Saved entries
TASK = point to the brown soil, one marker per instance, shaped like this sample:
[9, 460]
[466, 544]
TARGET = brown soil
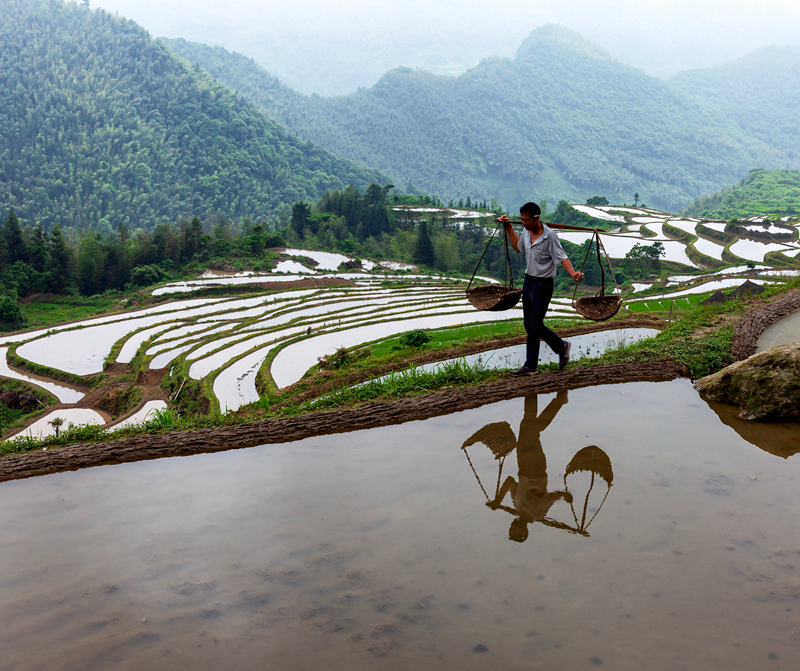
[367, 416]
[753, 324]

Activity
The records above need to be reproduced exactly, with all images omitted.

Answer for this exercise
TASK = point to the brown soil, one marker per instance, shaped like this sample:
[9, 460]
[466, 544]
TARGET = brown soil
[367, 416]
[753, 324]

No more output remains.